## Your goal
Can you format everything from the first line of the entries down to the line containing "column 464, row 218", both included, as a JSON list of strings, one string per line and no blank lines?

Source data
%%

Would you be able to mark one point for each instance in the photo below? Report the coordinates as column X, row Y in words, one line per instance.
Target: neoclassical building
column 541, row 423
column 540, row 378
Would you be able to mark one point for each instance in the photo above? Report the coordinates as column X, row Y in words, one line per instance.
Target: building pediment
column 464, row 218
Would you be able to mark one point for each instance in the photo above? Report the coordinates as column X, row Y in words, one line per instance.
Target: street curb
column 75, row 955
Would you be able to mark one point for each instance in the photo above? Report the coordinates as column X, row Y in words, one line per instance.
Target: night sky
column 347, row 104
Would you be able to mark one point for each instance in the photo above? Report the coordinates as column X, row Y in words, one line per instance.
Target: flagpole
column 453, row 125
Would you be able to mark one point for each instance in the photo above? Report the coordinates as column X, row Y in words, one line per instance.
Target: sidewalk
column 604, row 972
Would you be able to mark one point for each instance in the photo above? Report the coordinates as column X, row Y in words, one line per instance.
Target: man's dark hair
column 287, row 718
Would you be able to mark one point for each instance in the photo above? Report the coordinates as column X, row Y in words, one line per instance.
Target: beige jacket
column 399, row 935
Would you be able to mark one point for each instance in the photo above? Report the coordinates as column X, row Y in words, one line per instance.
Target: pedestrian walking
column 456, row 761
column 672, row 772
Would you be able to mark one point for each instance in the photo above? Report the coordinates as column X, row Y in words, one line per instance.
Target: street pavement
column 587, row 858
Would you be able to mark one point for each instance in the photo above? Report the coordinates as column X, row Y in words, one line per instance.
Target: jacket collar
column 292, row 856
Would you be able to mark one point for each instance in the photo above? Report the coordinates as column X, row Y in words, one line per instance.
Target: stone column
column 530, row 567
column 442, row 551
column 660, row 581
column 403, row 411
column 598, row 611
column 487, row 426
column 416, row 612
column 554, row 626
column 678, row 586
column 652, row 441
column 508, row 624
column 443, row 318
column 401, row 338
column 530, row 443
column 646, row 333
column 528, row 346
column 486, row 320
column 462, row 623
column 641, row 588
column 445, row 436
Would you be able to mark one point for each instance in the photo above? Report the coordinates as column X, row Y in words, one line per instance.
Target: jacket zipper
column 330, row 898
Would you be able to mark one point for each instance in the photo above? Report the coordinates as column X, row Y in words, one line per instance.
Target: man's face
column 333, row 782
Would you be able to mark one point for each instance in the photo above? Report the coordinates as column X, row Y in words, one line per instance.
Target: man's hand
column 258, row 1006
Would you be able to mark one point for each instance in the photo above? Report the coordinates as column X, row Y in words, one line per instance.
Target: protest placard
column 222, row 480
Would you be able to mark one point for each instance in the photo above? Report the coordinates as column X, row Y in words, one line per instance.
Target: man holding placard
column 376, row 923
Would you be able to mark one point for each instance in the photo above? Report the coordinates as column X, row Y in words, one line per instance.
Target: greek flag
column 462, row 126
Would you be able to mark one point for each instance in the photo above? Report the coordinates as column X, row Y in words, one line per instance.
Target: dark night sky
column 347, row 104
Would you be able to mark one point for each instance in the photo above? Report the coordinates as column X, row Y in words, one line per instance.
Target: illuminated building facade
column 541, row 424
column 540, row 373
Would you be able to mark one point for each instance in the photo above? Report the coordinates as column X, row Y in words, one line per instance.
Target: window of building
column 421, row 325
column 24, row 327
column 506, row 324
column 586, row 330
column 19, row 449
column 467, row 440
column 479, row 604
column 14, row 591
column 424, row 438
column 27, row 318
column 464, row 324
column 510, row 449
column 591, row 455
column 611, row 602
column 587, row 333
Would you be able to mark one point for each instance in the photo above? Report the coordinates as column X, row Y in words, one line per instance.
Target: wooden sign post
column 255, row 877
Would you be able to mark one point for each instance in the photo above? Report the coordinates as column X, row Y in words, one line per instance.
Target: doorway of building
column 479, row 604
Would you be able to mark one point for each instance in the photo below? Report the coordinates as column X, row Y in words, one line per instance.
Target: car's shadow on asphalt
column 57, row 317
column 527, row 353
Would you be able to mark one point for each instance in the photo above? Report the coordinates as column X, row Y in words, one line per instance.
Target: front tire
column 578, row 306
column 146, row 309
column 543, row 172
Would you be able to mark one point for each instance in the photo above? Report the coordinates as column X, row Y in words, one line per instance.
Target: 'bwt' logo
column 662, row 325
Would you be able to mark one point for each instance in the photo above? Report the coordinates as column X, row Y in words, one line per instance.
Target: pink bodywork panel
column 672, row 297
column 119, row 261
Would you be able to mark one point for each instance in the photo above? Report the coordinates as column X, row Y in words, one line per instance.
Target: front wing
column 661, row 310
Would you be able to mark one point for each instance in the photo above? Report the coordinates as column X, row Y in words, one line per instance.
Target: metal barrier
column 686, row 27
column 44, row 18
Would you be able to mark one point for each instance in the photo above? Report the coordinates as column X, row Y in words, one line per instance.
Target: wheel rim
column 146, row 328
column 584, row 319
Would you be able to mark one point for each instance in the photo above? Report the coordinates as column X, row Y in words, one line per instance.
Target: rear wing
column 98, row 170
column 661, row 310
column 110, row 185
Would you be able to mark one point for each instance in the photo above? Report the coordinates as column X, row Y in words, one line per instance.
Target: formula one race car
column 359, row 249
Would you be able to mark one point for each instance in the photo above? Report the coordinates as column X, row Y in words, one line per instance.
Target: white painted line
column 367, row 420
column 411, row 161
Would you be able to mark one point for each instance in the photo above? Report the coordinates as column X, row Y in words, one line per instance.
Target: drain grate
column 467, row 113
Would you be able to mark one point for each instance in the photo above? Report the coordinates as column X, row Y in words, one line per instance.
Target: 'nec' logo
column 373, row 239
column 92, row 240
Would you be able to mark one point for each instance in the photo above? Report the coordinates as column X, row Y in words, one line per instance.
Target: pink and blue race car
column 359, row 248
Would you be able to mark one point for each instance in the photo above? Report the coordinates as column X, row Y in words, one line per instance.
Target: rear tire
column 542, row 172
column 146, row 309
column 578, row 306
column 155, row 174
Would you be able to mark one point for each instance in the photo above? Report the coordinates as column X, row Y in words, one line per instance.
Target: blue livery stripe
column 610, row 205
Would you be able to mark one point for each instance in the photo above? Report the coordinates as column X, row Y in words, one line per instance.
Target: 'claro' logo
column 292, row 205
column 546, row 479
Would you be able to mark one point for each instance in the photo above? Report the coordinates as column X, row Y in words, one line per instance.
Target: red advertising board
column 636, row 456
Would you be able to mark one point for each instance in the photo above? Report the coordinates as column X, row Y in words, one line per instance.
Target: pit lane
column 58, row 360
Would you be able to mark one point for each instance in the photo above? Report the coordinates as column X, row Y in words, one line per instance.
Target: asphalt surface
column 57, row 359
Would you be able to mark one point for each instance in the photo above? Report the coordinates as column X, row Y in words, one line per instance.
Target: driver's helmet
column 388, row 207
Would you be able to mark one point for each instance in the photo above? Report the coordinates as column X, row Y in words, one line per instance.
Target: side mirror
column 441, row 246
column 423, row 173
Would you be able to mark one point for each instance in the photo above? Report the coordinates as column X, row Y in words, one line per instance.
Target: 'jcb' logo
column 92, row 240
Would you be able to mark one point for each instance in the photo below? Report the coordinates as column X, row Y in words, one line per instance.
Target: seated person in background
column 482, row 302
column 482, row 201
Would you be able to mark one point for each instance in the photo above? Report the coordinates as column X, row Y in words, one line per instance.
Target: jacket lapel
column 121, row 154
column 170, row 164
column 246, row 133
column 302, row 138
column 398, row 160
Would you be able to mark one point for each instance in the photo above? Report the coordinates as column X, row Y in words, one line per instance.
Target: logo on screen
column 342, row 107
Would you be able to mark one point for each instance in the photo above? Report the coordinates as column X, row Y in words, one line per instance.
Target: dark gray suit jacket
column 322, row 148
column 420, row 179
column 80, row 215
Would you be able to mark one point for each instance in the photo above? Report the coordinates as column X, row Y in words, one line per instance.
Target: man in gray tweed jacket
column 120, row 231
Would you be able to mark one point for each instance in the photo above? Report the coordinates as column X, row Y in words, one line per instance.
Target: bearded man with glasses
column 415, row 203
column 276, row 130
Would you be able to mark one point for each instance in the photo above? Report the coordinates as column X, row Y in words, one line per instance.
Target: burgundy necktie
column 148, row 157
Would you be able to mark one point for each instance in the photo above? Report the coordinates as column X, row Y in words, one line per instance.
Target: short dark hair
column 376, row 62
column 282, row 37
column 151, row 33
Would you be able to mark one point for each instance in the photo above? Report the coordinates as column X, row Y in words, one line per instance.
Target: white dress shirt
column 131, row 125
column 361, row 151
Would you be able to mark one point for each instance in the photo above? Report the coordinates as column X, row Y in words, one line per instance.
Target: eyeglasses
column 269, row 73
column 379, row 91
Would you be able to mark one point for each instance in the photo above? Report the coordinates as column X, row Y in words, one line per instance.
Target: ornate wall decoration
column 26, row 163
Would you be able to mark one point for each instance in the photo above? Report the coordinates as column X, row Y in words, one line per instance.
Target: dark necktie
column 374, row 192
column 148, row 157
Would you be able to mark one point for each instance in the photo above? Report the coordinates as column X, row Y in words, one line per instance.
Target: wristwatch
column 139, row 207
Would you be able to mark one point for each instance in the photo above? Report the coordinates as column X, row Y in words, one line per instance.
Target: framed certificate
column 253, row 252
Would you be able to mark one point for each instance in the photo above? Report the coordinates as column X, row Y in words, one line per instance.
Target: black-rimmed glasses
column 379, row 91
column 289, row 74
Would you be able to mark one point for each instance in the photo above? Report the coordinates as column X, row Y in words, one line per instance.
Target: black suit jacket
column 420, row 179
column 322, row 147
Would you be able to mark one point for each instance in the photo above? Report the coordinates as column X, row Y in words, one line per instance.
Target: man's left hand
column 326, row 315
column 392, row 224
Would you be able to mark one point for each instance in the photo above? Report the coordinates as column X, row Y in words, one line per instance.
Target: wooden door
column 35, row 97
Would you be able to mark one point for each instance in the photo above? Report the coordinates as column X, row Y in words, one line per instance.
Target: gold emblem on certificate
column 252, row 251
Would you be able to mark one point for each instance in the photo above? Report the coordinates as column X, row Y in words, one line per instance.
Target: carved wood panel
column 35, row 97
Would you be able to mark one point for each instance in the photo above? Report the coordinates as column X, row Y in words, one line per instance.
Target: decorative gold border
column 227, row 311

%%

## Full answer
[
  "Would you be able to mark one point for each instance in the photo below? Report the coordinates as column X, row Y in words, one line per instance.",
  "Target: neoclassical building",
  "column 541, row 423",
  "column 540, row 378",
  "Would you be able to mark one point for each instance in the photo above? Report the coordinates as column X, row Y in words, one line per instance.",
  "Target: building pediment",
  "column 464, row 218"
]